**Extracted material:**
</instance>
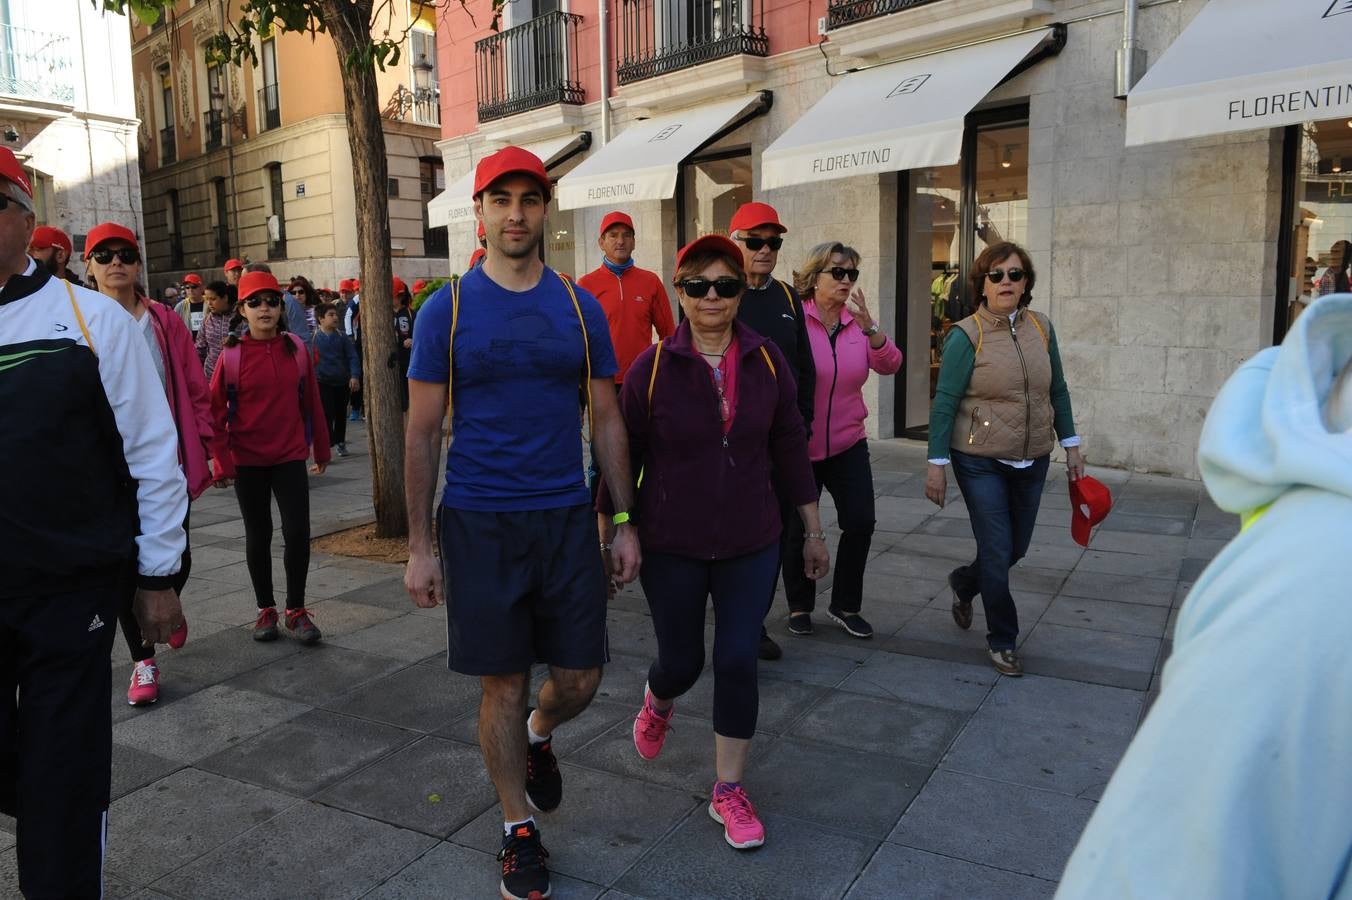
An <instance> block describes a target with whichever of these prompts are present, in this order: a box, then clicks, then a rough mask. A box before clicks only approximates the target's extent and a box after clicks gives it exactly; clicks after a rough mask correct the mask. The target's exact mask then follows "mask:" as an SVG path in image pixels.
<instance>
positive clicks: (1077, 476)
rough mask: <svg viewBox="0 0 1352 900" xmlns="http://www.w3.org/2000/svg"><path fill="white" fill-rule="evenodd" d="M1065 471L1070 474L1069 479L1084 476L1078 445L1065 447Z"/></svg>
mask: <svg viewBox="0 0 1352 900" xmlns="http://www.w3.org/2000/svg"><path fill="white" fill-rule="evenodd" d="M1065 472H1067V474H1069V476H1071V481H1079V480H1080V478H1083V477H1084V457H1082V455H1080V449H1079V447H1067V449H1065Z"/></svg>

**What you should do:**
Using the listing above, show each line holding the string "clicks".

**Result for this task:**
An <instance> block describes a target with whichever of these prompts are present, in this order: a box, then clicks, then a rough mask. A box before clicks only approximates the target's extent and a box after clicks gives it exactly; clicks after a rough mask correct the mask. The target's exact mask then follows "mask:" as an SVG path in image pixels.
positive clicks: (1077, 476)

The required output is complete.